→ EXTRACTED TEXT
--
Source and Amount of Funds
Item 3 of the 13D is hereby amended and restated to read as follows:
The Reporting Persons, in the aggregate, have invested $3,708,615.69 in the Issuer’s Common Stock. The above amount includes any commissions incurred in making the investments. The source of these funds was the working capital of the Fund and personal funds of Mr. Bakay. The Fund holds its shares of Common Stock through a margin account with Jefferies & Company, Inc. Mr. Bakay does not hold his shares of Common Stock through a margin account.
Item 4.  
Purpose of the Transaction
Item 4 of the 13D is hereby amended to add the following:
The Reporting Persons continue to acquire the shares of Common Stock for investment purposes.
Item 5.  
Interest in Securities of the Issuer
Item 5 of the 13D is hereby amended and restated to read as follows:
(a) As of the open of business on November 26, 2010, the Fund is the beneficial owner of the 1,330,000 shares of Common Stock it beneficially holds, which represents 14.5% of the Issuer’s outstanding shares of Common Stock. BBS Management, BBS GP, and BBS Capital are each the beneficial owners of the 1,330,000 shares of Common Stock of the Issuer held by the Fund, which represents 14.5% of the Issuer’s outstanding shares of Common Stock.
Mr. Bakay is deemed to own the above shares, the 10,000 shares he acquired through the exercise of the Option and the shares underlying the Second Option that are presently exercisable. Thus, he is deemed to own 1,340,937.5 shares of Common Stock, which represents 14.6% of the Issuer’s outstanding Common Stock.

 

Page 7 of 9


 

(b) The Fund has the sole power to vote and dispose of the 1,330,000 shares of Common Stock it holds as of the open of business on November 26, 2010. BBS Management, as the investment manager of the Fund, has the shared power to vote and dispose of the 1,330,000 shares of Common Stock held by the Fund. BBS GP, as the general partner of the Fund, has the shared power to vote and dispose of the 1,330,000 shares of Common Stock held by the Fund. BBS Capital, as the general partner of BBS Management and BBS GP, has the shared power to vote and dispose of the 1,330,000 shares of Common Stock held by the Fund. Berke Bakay, as the manager of BBS Capital, has the shared power to vote and dispose of the 1,330,000 shares of Common Stock held by the Fund and the sole power to vote the 10,000 shares of Common Stock he owns and the 937.5 shares of Common Stock that are issuable upon the exercise of the Second Option.
--
→ DIRECTIVES
(a) According to part (b) of the 13D amendment, which parties have shared power to vote and dispose of the 1,330,000 shares held by the Fund? Give each party with the role the text states for it.
(b) Reproduce the passage of the 13D amendment starting at "Interest in Securities" and ending at "outstanding Common Stock.".

[Records excerpted from a collection]
--
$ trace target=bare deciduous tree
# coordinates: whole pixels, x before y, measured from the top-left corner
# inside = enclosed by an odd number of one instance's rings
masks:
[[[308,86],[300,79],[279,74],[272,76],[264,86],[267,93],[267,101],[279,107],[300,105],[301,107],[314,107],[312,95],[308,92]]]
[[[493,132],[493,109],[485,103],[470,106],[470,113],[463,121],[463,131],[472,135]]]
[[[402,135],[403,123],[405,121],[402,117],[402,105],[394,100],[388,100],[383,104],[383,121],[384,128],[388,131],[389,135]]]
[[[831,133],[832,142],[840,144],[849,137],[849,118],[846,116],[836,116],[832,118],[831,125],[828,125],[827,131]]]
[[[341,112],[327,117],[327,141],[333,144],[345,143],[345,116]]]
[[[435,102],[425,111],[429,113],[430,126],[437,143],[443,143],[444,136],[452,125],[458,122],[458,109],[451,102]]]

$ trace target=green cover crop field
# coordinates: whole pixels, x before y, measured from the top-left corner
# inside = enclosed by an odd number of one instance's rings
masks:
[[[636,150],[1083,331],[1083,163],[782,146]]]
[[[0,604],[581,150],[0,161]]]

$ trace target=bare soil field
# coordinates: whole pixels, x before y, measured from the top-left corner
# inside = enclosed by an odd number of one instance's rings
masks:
--
→ COMPLETE ANSWERS
(a)
- BBS Management, the investment manager of the Fund
- BBS GP, the general partner of the Fund
- BBS Capital, the general partner of BBS Management and BBS GP
- Berke Bakay, the manager of BBS Capital

(b)
Interest in Securities of the Issuer
Item 5 of the 13D is hereby amended and restated to read as follows:
(a) As of the open of business on November 26, 2010, the Fund is the beneficial owner of the 1,330,000 shares of Common Stock it beneficially holds, which represents 14.5% of the Issuer’s outstanding shares of Common Stock. BBS Management, BBS GP, and BBS Capital are each the beneficial owners of the 1,330,000 shares of Common Stock of the Issuer held by the Fund, which represents 14.5% of the Issuer’s outstanding shares of Common Stock.
Mr. Bakay is deemed to own the above shares, the 10,000 shares he acquired through the exercise of the Option and the shares underlying the Second Option that are presently exercisable. Thus, he is deemed to own 1,340,937.5 shares of Common Stock, which represents 14.6% of the Issuer’s outstanding Common Stock.